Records
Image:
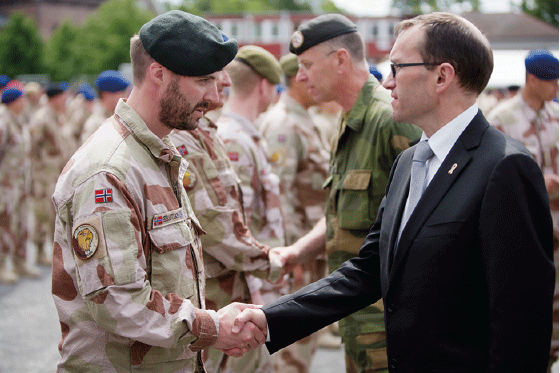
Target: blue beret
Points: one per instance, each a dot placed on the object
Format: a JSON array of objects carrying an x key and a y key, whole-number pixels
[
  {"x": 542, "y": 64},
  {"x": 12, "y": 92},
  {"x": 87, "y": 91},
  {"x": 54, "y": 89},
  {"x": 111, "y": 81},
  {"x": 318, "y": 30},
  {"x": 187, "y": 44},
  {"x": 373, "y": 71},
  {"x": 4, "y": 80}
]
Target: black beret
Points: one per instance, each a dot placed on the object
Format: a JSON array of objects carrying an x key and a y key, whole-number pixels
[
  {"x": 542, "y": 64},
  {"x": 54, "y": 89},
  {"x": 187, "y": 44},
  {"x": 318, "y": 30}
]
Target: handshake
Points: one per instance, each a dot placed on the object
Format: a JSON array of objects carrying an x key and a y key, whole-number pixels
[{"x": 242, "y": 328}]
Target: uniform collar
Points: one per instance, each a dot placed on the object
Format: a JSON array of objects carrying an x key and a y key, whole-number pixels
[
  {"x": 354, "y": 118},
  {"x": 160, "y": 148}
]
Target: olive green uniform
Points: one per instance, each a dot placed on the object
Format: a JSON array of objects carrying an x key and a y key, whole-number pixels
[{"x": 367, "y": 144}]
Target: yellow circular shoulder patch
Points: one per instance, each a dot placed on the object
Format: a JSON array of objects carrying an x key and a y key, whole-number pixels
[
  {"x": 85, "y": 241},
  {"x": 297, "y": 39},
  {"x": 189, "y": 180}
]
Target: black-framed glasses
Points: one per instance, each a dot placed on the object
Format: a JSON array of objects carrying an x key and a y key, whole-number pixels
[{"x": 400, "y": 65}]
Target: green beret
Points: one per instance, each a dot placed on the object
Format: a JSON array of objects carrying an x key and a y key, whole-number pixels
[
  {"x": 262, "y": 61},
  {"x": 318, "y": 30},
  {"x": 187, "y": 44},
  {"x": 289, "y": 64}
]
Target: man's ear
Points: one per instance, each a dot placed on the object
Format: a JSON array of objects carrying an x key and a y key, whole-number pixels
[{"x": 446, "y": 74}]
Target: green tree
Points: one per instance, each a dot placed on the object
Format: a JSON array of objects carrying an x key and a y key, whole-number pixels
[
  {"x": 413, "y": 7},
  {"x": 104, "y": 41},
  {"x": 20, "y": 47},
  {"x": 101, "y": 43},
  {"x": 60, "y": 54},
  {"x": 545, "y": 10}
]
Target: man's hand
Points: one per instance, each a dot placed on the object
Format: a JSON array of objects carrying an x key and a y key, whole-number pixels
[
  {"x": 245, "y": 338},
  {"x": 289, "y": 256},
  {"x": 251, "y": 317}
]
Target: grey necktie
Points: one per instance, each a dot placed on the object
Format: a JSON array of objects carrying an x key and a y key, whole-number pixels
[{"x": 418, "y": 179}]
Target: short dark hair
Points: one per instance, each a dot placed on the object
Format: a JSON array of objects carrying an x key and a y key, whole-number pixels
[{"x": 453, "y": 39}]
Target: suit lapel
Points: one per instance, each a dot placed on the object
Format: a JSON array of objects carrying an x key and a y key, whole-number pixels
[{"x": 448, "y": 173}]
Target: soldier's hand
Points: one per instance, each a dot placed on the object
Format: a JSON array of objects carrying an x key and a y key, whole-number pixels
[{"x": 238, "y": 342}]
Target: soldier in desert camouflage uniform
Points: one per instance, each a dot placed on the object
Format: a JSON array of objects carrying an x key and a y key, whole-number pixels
==
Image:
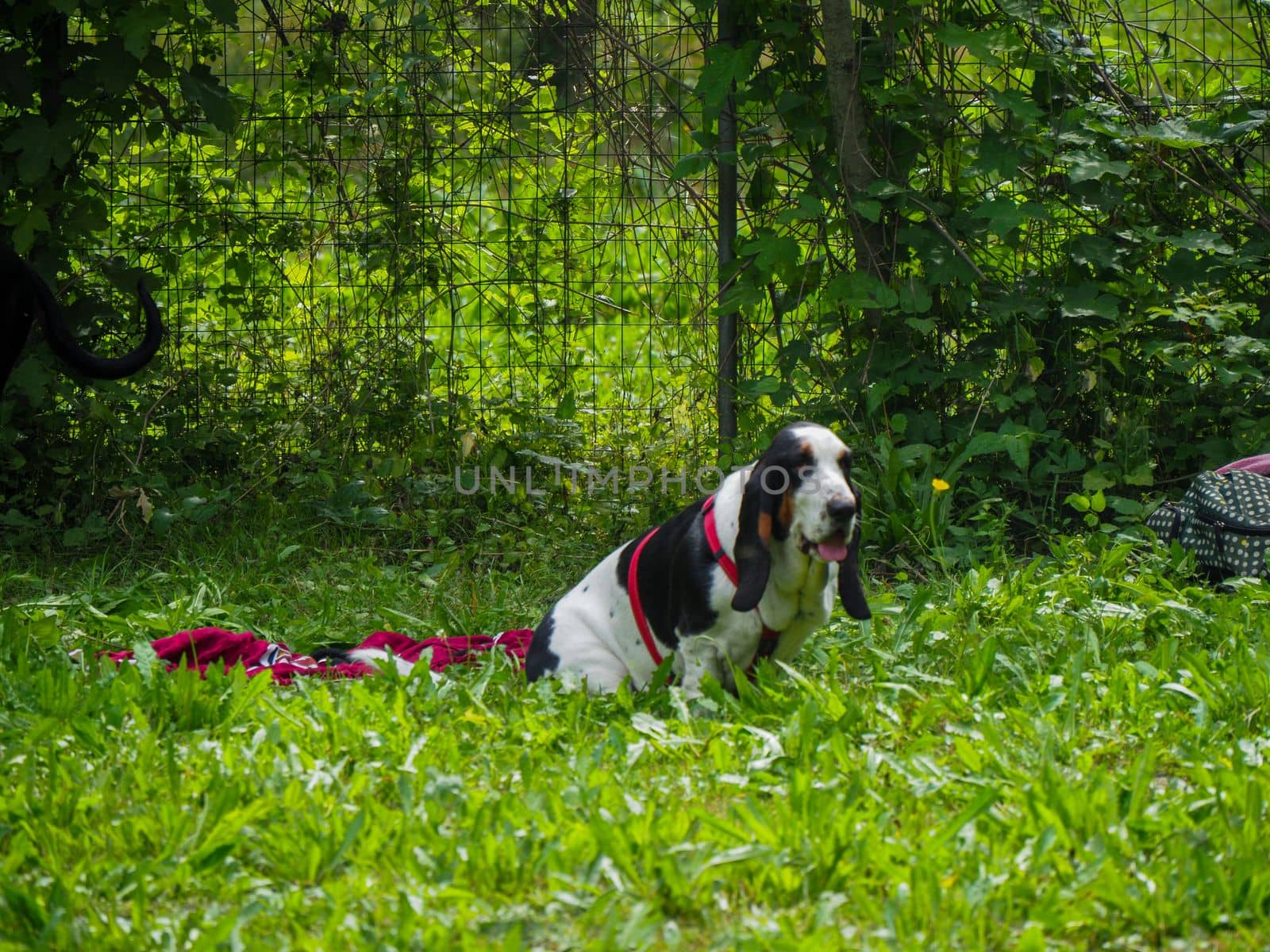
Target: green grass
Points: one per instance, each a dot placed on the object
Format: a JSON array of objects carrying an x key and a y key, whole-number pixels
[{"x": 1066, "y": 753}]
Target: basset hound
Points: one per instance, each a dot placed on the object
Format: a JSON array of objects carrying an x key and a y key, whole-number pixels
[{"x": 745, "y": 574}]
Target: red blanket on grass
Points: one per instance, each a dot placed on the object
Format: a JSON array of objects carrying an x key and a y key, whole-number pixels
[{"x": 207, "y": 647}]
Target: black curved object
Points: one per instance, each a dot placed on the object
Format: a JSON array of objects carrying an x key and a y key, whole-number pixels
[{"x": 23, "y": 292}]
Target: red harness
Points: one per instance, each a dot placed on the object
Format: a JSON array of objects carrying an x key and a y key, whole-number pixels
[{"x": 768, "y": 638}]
---
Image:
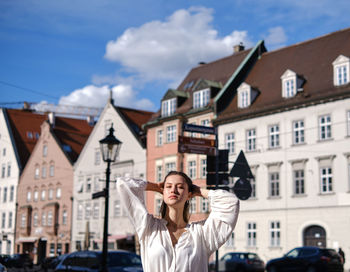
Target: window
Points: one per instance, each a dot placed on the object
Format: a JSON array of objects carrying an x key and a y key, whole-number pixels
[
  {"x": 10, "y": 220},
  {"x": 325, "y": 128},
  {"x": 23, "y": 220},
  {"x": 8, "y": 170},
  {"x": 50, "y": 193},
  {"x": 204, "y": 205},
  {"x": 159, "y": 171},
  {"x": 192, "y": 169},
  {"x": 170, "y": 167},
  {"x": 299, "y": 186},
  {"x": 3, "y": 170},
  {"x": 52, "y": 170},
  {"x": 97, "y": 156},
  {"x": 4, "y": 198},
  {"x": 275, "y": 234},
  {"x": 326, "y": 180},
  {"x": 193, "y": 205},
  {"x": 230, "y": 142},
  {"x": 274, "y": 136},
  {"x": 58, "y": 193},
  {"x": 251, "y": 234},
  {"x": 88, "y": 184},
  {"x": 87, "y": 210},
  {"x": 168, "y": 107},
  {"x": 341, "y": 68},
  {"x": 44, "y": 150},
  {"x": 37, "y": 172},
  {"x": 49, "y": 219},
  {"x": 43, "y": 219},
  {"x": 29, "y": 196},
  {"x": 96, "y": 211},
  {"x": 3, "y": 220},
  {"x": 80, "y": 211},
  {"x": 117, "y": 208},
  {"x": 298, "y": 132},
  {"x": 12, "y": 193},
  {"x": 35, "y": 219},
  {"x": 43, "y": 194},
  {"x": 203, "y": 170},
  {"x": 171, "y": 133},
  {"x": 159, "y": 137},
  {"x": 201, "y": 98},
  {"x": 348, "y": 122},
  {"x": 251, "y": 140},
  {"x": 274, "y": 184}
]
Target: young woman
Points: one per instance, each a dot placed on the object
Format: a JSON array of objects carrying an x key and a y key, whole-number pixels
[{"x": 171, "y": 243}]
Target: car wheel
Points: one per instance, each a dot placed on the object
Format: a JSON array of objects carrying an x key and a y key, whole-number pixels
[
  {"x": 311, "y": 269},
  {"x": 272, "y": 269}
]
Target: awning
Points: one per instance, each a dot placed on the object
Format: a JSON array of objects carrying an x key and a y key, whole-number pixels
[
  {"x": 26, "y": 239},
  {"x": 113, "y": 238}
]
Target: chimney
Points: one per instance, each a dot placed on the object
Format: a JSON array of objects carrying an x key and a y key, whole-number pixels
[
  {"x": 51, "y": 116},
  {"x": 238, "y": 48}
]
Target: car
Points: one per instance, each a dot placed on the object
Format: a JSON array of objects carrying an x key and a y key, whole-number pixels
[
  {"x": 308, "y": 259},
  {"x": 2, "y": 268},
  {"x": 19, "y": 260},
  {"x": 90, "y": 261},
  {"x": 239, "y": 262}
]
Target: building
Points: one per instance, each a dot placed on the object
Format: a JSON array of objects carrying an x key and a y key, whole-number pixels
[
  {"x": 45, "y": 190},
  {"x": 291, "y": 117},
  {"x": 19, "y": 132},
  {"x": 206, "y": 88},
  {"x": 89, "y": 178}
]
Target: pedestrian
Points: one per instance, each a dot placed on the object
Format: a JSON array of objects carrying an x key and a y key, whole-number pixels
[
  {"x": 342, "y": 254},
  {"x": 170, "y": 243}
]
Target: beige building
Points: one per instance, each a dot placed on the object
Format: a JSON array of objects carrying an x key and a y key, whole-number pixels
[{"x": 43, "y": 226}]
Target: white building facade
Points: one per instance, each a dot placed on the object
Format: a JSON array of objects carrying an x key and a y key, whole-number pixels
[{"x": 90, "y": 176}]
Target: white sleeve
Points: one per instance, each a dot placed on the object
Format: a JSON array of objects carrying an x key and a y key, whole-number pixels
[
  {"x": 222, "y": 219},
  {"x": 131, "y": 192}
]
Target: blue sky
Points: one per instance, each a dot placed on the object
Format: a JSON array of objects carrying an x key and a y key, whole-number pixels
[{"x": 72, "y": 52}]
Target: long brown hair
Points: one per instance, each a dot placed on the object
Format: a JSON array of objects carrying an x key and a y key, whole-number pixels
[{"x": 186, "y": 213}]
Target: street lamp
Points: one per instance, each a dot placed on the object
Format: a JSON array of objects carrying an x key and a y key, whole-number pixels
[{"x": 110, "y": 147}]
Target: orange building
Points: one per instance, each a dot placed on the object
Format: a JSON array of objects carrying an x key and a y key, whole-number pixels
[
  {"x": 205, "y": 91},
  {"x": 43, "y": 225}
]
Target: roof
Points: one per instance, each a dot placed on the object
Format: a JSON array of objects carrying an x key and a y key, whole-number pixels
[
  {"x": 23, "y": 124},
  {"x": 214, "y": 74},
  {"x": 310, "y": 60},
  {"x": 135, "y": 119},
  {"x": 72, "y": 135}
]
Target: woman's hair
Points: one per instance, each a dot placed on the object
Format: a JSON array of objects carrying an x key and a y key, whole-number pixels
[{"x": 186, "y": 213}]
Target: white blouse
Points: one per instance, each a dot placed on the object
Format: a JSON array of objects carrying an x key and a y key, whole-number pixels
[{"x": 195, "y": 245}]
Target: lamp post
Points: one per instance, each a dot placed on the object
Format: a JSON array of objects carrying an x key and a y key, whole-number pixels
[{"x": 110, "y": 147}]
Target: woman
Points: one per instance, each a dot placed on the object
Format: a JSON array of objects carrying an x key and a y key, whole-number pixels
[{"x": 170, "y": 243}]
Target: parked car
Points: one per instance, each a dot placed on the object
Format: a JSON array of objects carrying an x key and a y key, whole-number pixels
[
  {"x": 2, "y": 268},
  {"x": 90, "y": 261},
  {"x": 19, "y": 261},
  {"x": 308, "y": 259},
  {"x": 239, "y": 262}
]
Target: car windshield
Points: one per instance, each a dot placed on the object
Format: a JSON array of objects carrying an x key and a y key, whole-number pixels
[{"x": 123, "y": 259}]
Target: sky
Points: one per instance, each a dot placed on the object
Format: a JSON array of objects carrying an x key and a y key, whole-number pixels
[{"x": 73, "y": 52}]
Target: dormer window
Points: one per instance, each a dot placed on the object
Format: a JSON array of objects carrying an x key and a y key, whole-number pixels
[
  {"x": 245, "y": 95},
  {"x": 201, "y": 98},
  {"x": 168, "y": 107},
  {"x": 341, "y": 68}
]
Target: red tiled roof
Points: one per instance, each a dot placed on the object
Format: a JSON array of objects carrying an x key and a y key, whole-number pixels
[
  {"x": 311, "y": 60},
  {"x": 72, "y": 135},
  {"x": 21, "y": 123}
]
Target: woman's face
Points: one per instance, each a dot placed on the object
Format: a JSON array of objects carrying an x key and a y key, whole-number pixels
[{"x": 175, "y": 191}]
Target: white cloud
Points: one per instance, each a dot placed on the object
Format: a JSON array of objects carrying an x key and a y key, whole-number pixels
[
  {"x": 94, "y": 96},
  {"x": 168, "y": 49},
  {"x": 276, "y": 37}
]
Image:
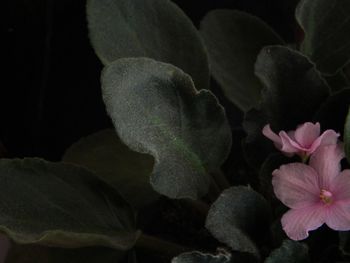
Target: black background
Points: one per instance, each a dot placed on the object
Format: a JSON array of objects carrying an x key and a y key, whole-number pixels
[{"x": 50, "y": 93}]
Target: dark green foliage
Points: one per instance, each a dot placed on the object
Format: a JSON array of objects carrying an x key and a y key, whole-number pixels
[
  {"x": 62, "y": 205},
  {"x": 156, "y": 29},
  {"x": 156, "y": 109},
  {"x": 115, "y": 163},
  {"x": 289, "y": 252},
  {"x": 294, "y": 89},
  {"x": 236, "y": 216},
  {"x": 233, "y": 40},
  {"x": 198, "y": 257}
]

### [THE REQUEST]
Find every line in the entries above that contains the word "white" and copy each one.

### [TASK RESULT]
Target: white building facade
Target: white sleeve
Target: white blouse
Target: white cloud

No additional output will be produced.